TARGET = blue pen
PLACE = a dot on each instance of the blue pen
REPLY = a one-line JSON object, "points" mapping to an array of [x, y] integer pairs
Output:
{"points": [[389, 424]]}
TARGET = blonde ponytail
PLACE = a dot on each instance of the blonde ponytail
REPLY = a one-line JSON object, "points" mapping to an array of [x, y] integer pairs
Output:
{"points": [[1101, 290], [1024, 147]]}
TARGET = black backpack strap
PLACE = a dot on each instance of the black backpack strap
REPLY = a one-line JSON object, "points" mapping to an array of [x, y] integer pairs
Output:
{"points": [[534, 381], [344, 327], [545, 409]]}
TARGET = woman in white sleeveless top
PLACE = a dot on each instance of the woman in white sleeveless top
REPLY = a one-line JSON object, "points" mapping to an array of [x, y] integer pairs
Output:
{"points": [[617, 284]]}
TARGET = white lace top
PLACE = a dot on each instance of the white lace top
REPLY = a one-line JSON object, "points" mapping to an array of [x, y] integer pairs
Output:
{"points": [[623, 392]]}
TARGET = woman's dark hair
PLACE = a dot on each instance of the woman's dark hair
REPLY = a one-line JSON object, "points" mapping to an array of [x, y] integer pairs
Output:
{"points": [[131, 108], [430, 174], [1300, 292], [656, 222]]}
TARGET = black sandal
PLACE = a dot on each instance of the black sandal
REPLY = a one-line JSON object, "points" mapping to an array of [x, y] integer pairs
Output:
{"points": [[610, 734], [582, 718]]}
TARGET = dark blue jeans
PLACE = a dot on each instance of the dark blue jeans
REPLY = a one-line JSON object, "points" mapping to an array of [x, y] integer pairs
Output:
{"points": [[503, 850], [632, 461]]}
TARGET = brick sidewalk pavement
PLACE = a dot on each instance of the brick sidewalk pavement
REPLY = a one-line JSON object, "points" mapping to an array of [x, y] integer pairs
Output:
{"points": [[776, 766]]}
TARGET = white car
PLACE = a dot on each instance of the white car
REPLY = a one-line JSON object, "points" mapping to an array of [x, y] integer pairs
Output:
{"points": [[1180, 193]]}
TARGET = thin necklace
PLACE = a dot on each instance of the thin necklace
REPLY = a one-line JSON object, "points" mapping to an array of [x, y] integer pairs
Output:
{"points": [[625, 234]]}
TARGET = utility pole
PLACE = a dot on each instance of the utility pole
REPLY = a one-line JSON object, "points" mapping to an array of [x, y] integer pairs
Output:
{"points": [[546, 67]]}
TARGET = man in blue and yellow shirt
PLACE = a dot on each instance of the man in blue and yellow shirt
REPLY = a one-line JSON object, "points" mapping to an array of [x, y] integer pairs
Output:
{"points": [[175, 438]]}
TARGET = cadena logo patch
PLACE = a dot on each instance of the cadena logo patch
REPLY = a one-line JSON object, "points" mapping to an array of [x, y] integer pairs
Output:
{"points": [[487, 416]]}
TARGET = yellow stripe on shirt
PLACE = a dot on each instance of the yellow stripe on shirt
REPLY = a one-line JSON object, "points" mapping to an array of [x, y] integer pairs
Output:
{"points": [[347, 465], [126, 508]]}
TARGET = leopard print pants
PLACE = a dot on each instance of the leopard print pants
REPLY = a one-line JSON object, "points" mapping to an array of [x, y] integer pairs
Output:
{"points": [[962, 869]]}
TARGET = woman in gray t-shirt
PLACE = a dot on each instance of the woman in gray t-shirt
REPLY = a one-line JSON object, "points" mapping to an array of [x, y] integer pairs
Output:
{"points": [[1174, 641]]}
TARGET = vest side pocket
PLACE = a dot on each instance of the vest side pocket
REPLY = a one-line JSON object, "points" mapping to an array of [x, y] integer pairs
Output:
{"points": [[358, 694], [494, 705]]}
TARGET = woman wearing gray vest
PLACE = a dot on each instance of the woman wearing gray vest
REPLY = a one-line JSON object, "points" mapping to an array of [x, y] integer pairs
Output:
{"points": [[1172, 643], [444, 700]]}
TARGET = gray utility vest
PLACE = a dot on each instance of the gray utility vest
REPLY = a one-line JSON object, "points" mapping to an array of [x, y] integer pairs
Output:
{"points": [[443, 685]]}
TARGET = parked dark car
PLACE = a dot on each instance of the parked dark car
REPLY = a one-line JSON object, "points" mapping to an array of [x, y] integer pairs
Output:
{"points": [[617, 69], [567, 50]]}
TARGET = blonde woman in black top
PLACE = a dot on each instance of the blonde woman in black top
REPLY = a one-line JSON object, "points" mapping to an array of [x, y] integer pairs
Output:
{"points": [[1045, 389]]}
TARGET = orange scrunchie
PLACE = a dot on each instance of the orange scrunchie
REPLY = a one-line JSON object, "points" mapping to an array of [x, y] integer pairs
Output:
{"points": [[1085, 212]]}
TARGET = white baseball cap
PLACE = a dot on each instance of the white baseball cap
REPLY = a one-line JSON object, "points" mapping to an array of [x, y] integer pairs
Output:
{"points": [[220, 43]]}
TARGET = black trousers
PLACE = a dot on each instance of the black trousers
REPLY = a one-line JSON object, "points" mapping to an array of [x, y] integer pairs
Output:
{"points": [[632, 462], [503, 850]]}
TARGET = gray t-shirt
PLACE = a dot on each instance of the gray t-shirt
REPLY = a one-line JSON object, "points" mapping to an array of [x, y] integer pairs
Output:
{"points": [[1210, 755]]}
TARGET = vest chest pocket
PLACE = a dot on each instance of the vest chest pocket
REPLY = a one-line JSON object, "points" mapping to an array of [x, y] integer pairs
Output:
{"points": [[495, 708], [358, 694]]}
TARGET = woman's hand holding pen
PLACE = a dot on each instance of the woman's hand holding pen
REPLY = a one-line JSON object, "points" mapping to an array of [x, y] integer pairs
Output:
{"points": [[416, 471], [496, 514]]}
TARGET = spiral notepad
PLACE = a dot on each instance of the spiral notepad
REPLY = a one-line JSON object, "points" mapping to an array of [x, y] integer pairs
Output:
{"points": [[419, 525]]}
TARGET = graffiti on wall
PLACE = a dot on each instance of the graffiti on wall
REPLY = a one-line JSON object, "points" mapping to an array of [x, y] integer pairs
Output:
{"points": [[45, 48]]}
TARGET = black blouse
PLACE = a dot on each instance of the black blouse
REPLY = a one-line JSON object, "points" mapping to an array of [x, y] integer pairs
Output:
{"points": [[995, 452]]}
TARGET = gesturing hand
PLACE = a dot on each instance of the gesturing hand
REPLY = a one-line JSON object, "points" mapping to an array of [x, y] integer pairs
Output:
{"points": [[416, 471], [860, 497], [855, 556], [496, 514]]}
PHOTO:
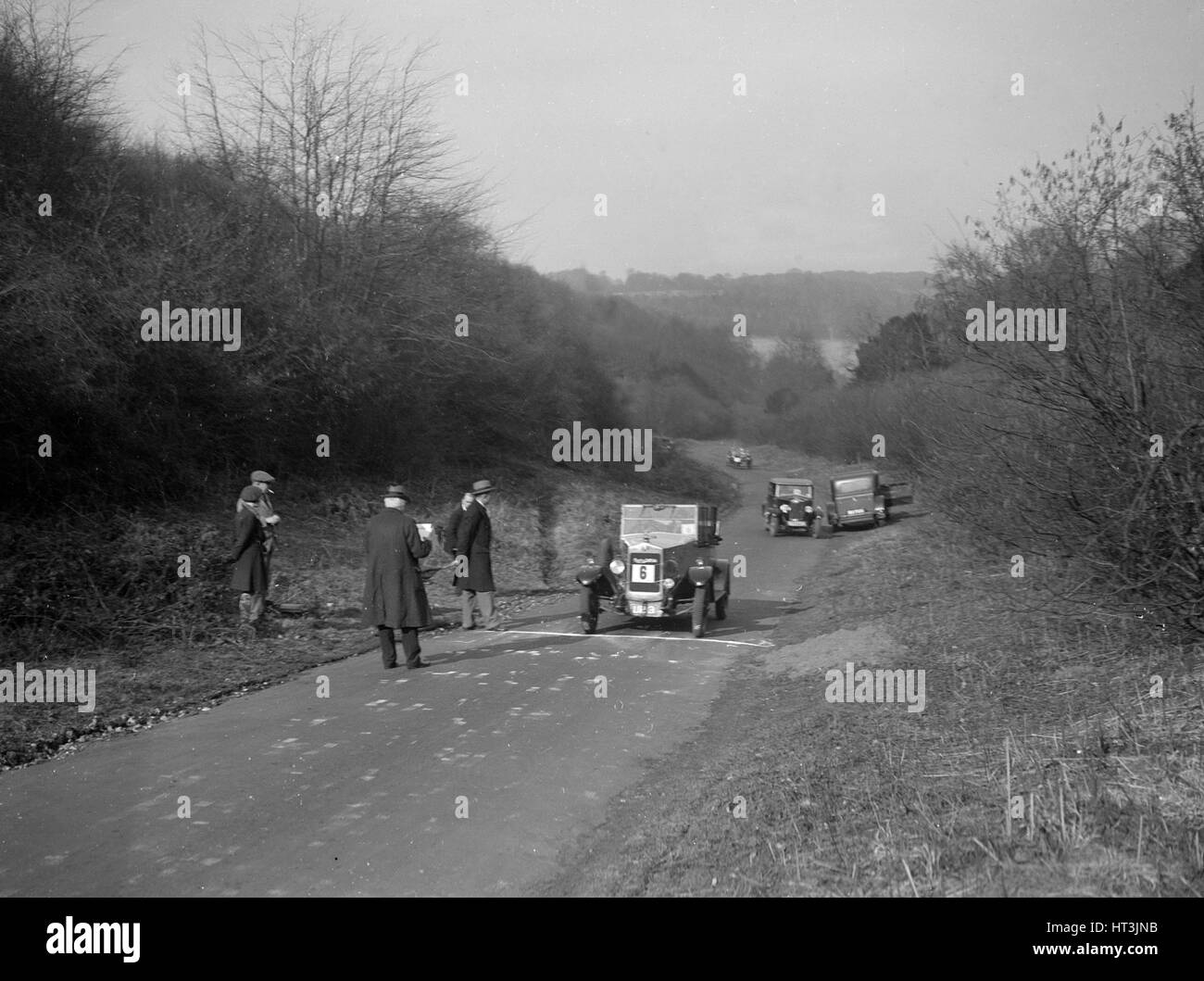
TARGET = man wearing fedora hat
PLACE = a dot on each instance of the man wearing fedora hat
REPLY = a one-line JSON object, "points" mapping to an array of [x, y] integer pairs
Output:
{"points": [[268, 518], [473, 538], [394, 595], [249, 573], [449, 535]]}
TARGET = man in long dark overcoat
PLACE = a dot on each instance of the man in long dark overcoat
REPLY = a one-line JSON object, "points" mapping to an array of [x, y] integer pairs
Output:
{"points": [[394, 595], [249, 574], [473, 542], [450, 532]]}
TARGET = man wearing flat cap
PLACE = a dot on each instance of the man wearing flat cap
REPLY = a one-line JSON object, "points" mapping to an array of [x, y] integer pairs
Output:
{"points": [[473, 539], [394, 595], [249, 574]]}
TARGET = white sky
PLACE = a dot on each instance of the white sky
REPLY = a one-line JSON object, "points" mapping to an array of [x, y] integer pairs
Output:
{"points": [[633, 99]]}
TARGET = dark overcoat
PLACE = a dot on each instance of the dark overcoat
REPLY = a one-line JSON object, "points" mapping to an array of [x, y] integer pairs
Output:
{"points": [[452, 530], [394, 595], [473, 539], [248, 554]]}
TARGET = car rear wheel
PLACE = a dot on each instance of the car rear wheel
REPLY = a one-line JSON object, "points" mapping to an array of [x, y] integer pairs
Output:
{"points": [[589, 610], [698, 614]]}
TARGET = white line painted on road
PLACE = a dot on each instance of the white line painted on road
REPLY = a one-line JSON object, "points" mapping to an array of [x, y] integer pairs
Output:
{"points": [[646, 637]]}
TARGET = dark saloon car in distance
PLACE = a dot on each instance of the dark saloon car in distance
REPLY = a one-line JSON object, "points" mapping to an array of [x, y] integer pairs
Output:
{"points": [[859, 497]]}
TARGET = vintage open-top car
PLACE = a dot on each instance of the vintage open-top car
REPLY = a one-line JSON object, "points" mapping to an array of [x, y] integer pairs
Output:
{"points": [[859, 497], [662, 566], [790, 506]]}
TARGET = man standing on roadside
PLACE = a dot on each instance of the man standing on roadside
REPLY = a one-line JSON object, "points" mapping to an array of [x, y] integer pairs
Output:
{"points": [[269, 519], [472, 550], [450, 532], [394, 595], [249, 577]]}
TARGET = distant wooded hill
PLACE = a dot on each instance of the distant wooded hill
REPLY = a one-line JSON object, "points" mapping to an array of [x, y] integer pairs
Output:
{"points": [[837, 305]]}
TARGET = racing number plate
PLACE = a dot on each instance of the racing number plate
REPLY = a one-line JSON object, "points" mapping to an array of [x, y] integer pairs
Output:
{"points": [[645, 573]]}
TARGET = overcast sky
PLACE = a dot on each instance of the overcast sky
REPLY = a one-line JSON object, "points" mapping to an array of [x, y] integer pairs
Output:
{"points": [[634, 99]]}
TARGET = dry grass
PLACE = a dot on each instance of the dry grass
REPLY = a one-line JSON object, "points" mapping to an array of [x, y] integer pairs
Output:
{"points": [[872, 799]]}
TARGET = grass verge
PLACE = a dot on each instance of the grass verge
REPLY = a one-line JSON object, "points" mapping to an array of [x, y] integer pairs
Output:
{"points": [[1058, 755]]}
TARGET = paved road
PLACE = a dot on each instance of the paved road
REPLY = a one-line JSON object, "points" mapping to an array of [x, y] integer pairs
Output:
{"points": [[357, 793]]}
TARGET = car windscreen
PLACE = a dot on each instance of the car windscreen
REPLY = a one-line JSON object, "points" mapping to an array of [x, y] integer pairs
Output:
{"points": [[672, 519], [855, 485]]}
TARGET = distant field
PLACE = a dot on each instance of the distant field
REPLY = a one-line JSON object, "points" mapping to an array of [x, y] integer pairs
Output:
{"points": [[838, 354]]}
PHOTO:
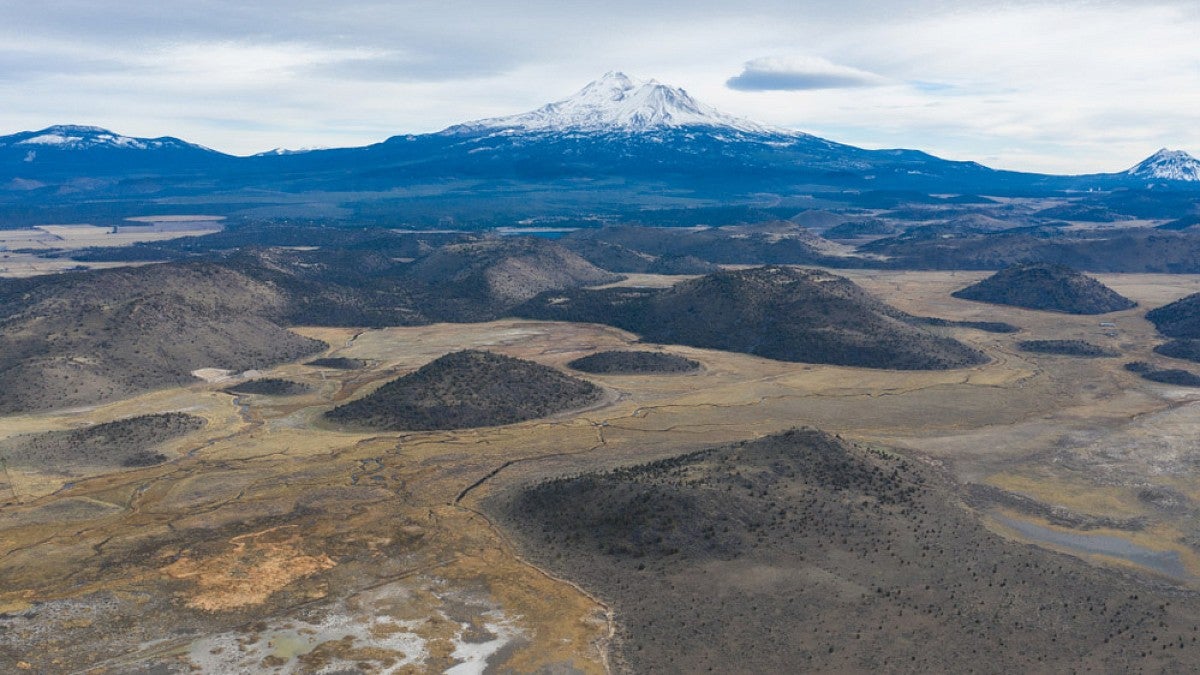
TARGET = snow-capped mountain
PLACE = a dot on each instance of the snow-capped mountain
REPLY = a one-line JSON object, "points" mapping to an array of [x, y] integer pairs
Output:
{"points": [[73, 151], [77, 137], [618, 103], [1168, 165]]}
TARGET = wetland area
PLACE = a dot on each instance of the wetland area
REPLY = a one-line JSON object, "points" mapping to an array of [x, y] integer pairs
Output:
{"points": [[268, 539]]}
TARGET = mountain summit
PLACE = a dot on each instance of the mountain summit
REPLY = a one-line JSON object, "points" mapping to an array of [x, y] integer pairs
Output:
{"points": [[77, 137], [1168, 165], [618, 102]]}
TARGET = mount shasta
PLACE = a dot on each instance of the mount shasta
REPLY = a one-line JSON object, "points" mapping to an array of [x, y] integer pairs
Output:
{"points": [[616, 139]]}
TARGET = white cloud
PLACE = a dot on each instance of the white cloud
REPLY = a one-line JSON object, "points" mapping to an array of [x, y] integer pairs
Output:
{"points": [[799, 73], [1045, 85]]}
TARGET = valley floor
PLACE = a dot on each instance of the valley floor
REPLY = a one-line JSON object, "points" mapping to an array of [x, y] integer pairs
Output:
{"points": [[274, 542]]}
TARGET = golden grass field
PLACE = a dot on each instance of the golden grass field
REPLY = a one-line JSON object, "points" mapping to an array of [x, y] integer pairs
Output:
{"points": [[268, 526]]}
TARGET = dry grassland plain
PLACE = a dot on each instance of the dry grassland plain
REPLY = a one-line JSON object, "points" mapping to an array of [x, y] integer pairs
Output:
{"points": [[273, 541], [19, 249]]}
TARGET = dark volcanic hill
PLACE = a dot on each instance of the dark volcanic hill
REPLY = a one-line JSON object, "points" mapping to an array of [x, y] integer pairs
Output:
{"points": [[766, 243], [370, 285], [125, 442], [1066, 348], [82, 339], [505, 270], [467, 389], [1047, 287], [803, 553], [1179, 320], [634, 363], [797, 315]]}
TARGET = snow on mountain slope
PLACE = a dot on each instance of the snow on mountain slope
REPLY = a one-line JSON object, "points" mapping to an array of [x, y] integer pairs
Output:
{"points": [[618, 102], [76, 137], [1168, 165]]}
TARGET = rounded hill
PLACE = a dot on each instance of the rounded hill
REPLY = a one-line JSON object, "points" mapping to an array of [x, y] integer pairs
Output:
{"points": [[467, 389], [778, 312], [1047, 287]]}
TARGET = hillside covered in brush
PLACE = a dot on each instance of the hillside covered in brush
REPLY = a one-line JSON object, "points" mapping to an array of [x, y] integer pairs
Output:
{"points": [[804, 553], [795, 315], [467, 389], [1047, 287], [87, 338]]}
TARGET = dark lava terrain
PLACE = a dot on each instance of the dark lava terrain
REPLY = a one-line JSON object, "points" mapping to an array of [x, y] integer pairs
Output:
{"points": [[1045, 287], [126, 442], [88, 338], [1066, 348], [785, 314], [270, 387], [804, 553], [467, 389], [1176, 376], [634, 363]]}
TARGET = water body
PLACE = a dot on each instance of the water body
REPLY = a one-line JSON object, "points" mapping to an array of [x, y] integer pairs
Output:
{"points": [[1164, 562]]}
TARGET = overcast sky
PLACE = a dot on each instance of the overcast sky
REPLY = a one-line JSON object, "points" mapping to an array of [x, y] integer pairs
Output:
{"points": [[1067, 87]]}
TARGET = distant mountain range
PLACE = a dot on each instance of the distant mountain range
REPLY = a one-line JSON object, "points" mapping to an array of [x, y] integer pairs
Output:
{"points": [[617, 138]]}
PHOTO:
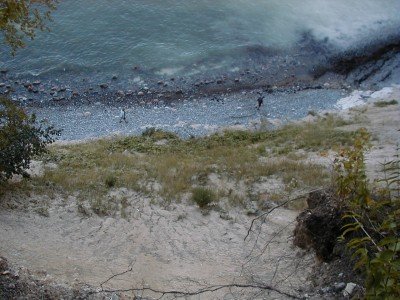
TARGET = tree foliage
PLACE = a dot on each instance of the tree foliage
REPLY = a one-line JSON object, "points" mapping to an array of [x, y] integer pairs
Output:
{"points": [[21, 18], [21, 137]]}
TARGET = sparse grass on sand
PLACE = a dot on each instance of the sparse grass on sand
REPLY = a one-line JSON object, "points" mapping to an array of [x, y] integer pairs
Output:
{"points": [[385, 103], [160, 163]]}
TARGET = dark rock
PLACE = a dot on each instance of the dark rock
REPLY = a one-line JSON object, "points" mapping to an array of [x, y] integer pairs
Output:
{"points": [[338, 287], [318, 228], [120, 94]]}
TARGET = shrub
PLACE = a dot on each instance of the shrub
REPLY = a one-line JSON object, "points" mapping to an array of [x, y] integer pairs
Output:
{"points": [[21, 137], [110, 181], [203, 196], [372, 222]]}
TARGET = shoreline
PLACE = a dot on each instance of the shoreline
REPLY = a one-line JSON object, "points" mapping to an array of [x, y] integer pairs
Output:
{"points": [[312, 65]]}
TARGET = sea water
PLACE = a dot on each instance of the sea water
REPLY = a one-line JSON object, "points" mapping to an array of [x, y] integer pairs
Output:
{"points": [[172, 36]]}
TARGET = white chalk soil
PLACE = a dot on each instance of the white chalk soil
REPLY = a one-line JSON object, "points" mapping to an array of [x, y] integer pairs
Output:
{"points": [[176, 247]]}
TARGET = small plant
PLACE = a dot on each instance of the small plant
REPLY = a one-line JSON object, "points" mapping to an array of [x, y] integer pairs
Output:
{"points": [[385, 103], [203, 197], [110, 181], [372, 226]]}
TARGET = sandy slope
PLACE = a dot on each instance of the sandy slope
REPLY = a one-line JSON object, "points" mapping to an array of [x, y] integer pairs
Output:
{"points": [[175, 247]]}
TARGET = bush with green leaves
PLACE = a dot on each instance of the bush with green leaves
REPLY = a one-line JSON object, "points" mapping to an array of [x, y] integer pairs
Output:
{"points": [[372, 219], [21, 138], [20, 19], [203, 197]]}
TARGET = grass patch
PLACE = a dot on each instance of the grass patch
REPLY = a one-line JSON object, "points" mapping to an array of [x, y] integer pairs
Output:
{"points": [[385, 103], [203, 197], [178, 165]]}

....

- **Short task**
Copy out the records again word for word, beginning with the line containing "TARGET = shoreline" and continuing through the final line of the records.

- **Answer to this problem**
TARGET = shoreline
PLACE = a dot on each instance of the shoreline
REPLY = a one-line JSON object, "points" mapping to an array of [x, y] integer pairs
Output:
{"points": [[312, 65]]}
TARGET = sea water
PLACE = a dot on each instance of the sea water
REPLY = a one-line JSON object, "points" mapping to an array of [x, y] integer pairs
Output:
{"points": [[172, 36]]}
TARGET = white chalk soil
PLACE = a dot on each instance of the white chalk soil
REPLY = a one-line JSON object, "points" mapping to an array of [x, y] integer pairs
Output:
{"points": [[176, 247]]}
TARGET = small plant
PLACE = a dot on each instance of the small plant
REPLY = a one-line JSON object, "points" mapping to an array of [x, y] integer pairs
Output:
{"points": [[385, 103], [203, 197], [110, 181], [372, 226]]}
TARGET = sandy slope
PLACE = a dot on each instance of the sandy slope
REPLY = a one-line JSON object, "points" mapping to an array of [x, y] integer pairs
Output:
{"points": [[175, 247]]}
TARGET = bush with green leaves
PLACE = a dot on each instance of the bush with green leaves
REPLY = a one-line JSON object, "points" mapping to an array of [x, y] integer pairs
Output:
{"points": [[372, 219], [21, 138], [20, 19], [203, 197]]}
TARGET = grass patch
PLACE = a dot on each instance of the grass patch
REPLY = a one-line JSON object, "points" mapping to an array of [x, y] integer pairs
Output:
{"points": [[385, 103], [203, 197], [178, 165]]}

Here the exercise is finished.